* START Available records *
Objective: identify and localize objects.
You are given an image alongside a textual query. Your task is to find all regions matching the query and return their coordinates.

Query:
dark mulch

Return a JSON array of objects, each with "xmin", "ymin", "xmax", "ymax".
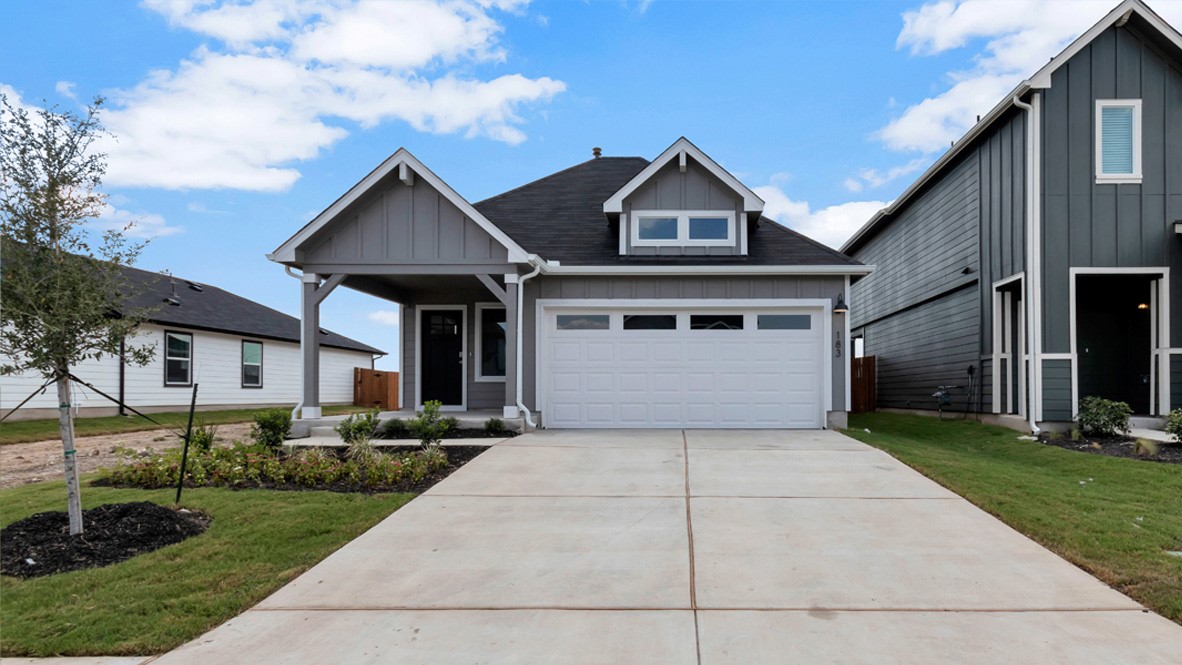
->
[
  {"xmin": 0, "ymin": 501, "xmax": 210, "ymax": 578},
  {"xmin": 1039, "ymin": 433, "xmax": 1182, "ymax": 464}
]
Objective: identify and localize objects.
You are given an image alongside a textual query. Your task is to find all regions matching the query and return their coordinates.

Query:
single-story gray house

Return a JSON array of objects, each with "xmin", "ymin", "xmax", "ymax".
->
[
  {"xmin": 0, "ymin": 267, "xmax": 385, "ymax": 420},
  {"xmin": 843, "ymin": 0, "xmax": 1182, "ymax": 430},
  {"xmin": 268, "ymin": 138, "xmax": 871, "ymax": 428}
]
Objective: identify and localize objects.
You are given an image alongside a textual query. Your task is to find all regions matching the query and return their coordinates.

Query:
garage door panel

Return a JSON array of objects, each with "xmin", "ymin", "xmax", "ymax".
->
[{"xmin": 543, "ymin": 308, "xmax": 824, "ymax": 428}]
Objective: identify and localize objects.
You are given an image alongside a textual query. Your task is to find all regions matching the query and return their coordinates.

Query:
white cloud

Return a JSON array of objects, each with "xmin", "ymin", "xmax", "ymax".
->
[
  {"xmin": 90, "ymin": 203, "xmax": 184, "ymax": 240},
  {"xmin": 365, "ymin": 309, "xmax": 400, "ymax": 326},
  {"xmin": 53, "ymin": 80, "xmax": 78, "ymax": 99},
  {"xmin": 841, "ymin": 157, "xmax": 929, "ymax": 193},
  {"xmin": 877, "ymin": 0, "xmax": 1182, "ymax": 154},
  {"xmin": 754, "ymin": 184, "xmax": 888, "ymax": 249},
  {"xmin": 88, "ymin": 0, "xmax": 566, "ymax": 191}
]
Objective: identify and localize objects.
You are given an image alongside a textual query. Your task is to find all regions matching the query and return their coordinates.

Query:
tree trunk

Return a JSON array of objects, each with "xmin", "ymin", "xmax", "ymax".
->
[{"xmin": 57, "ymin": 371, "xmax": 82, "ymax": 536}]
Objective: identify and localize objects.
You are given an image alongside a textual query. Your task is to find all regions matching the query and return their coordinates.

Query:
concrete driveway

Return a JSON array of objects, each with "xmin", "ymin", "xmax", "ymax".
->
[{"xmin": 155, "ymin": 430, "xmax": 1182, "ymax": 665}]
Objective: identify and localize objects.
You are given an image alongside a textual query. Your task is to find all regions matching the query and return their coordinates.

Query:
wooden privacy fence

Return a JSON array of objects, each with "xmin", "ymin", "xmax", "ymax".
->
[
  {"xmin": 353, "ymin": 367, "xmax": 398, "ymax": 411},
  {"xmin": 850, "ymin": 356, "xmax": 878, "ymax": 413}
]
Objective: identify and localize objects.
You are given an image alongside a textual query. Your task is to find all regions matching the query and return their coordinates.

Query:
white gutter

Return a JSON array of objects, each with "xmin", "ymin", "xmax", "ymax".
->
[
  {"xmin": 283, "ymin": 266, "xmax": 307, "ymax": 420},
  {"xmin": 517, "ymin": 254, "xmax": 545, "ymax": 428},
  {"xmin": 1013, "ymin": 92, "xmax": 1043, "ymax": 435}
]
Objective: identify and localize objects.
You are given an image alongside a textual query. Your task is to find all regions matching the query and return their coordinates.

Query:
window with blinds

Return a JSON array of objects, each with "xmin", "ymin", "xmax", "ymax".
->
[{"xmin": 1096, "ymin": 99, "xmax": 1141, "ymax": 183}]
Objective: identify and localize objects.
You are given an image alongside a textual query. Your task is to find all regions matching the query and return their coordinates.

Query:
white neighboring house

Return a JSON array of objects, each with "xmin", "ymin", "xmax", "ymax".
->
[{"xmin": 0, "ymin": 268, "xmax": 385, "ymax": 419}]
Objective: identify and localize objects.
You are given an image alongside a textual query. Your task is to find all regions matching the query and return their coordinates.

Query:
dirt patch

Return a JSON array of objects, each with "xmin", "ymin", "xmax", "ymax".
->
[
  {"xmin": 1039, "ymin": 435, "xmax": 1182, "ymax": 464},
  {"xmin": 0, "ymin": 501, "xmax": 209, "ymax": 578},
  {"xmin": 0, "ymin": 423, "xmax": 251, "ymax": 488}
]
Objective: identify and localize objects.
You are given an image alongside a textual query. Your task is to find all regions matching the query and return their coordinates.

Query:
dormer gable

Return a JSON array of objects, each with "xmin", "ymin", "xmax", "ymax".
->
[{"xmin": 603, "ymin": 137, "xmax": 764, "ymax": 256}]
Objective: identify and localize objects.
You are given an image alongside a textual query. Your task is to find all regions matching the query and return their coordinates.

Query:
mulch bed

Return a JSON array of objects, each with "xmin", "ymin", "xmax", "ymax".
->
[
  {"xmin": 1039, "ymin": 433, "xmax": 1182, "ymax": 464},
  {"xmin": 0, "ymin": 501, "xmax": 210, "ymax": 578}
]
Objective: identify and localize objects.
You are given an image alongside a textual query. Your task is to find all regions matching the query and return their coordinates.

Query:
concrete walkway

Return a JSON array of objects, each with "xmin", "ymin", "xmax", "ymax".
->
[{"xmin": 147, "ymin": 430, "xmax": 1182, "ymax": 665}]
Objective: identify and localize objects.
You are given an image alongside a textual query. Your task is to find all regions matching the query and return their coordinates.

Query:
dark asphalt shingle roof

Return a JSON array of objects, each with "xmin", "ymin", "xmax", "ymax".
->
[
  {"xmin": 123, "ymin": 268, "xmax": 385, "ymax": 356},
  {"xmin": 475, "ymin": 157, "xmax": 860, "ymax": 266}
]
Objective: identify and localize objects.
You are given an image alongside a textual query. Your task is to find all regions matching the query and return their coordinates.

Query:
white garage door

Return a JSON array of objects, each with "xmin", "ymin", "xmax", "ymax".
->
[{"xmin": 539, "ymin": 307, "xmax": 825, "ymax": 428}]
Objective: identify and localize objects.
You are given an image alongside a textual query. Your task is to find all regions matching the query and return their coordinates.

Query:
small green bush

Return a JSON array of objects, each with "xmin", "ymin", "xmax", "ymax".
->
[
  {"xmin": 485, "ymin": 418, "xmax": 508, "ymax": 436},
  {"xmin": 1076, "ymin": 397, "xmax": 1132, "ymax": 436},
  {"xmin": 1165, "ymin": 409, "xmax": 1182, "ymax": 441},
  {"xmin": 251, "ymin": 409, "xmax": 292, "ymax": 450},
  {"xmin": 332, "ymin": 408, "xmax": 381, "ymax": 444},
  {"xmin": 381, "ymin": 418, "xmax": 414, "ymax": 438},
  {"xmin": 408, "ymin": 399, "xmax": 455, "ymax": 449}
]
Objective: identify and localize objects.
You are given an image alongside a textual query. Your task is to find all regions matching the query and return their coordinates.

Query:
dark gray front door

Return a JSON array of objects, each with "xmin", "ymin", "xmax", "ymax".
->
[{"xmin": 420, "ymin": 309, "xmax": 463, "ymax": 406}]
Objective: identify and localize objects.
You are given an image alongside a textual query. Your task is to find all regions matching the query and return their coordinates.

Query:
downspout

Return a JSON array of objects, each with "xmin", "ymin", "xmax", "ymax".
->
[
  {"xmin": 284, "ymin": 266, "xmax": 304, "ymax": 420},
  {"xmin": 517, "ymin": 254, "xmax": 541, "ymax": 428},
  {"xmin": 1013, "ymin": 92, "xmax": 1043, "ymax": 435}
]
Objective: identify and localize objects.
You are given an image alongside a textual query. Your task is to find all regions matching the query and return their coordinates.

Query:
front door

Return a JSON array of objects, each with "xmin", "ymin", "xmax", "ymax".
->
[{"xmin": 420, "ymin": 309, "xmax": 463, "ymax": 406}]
* END Available records *
§ Request:
How many lines in the data above contain the string "house", counting only matches with the same case? Reply with the number alone.

§ The output:
2